Teks Sumber:
-=-=-
Gareta, Memoar Orang Biasa

Sabtu, 26 Mei 2018 | 12:44 WIB
0
979
Gareta, Memoar Orang Biasa

Orang besar datang dan pergi, lahir lalu mati. Hidupnya utuh terekam, nisannya mengilap dari batu pualam. Di atasnya diterakan sepenggal ayat suci, mungkin juga sebait puisi.

Tapi dia, Gareta, bahkan tak kudengar tanggal kematiannya. Sampai kemarin, saat Jakarta hujan dan berangin, kabar tentangnya terselip di antara cerita media sosial kawan-kawan sekampung. Kabar kematiannya berhembus bersama kenangan yang basah.

Entah kenapa saya tiba-tiba mengingatnya, lelaki tua yang dengannya melekat kenakalan masa bocahku. Namanya Gareta, kami memanggilnya Gare', jika sedikit hormat kerap kutambahi sendiri jadi Ua' Gare'. Paman Gare'.

Ia orang biasa. Cenderung lemah ingatan. Tak pernah jelas benar ucapannya. Dan satu hal lagi, asal-muasalnya sungguh misterius. Sampai sekarang pun, yang saya tahu tentang dirinya hanya bahwa Gare’ datang dari utara – dari Sulawesi Utara. Ada yang menyebut nama lengkapnya Gareth Sumampouw, tapi tak jelas juga benar tidaknya. Begitu juga bagaimana ia bisa tinggal bersama keluarga Papa Uding di dekat pesawahan Kondo Bata di pinggiran Desa Mambi, ceritanya tak pernah terang. Sampai hari ini.
-=-=-
Data sumber:
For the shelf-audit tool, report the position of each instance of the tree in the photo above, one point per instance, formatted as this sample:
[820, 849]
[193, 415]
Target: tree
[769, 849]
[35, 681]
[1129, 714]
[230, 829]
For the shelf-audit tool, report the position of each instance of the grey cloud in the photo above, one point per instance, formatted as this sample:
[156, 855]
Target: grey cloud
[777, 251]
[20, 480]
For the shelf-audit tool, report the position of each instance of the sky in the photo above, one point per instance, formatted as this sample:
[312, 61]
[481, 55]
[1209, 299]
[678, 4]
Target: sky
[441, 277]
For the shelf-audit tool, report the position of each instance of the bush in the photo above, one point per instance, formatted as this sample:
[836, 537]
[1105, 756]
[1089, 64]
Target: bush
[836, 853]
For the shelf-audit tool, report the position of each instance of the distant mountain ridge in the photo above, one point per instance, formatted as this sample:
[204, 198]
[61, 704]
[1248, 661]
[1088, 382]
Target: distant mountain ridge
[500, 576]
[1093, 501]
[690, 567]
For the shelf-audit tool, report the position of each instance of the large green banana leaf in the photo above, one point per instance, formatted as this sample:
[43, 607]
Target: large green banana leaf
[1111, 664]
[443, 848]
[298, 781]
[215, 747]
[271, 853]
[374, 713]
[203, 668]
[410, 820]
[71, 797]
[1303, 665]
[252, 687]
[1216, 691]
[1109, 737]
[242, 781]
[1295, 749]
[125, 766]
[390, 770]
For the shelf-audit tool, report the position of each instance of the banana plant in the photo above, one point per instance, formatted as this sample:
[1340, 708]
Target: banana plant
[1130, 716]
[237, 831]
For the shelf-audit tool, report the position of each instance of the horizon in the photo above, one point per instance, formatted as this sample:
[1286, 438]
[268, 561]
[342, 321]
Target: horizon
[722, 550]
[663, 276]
-=-=-
Soal 1: Ganti "Jakarta" dengan "Makassar" pada memoar tentang Gareta, lalu tulis ulang bagiannya mulai dari kalimat yang memuat "Sabtu, 26 Mei" dan berhenti setelah "Gare'. Paman Gare'.".
Soal 2: Teruskan memoar tentang Gareta setelah kalimat terakhir yang tercantum.

Jawaban Akhir 1:
Sabtu, 26 Mei 2018 | 12:44 WIB
0
979
Gareta, Memoar Orang Biasa

Orang besar datang dan pergi, lahir lalu mati. Hidupnya utuh terekam, nisannya mengilap dari batu pualam. Di atasnya diterakan sepenggal ayat suci, mungkin juga sebait puisi.

Tapi dia, Gareta, bahkan tak kudengar tanggal kematiannya. Sampai kemarin, saat Makassar hujan dan berangin, kabar tentangnya terselip di antara cerita media sosial kawan-kawan sekampung. Kabar kematiannya berhembus bersama kenangan yang basah.

Entah kenapa saya tiba-tiba mengingatnya, lelaki tua yang dengannya melekat kenakalan masa bocahku. Namanya Gareta, kami memanggilnya Gare', jika sedikit hormat kerap kutambahi sendiri jadi Ua' Gare'. Paman Gare'.

Jawaban Akhir 2:
Ia hidup sendiri, tak punya keluarga, tak punya kerabat.

Semenjak saya mulai belajar mengeja nama orang, Gare’ telah hadir bersamaku. Gambarannya tak berubah: kopiah hitam, kemeja lusuh dengan warna memudar, celana pendek dengan kain sarung dililitkan di pinggangnya. Jika ditanya, ia hanya menjawab sekenanya sembari memalingkan muka dan mengusapkan jari ke ujung hidung. Ia tak pernah menatap lawan bicara.

Dunia Gare’ hanya di tiga tempat. Di sawah ia membantu orang-orang kampung membajak, di pasar setiap Senin dan Kamis membantu siapa saja yang butuh mengangkat barang, dan masjid desa. Dan di masjid inilah Gare’ menganyam kenangan denganku, juga bocah-bocah sepantaran.

Di Masjid Mambi, hanya dua orang yang punya tempat bersila yang pasti: imam masjid dan Gare’. Ya, Gare’ selalu menempati posisi saf (barisan) terdepan di ujung kiri. Di pojok kiri masjid, di bawah jendela kaca. Dari posisi itu, saat berdiri, pandangan Gare’ leluasa ke jalan raya dan Pasar Mambi.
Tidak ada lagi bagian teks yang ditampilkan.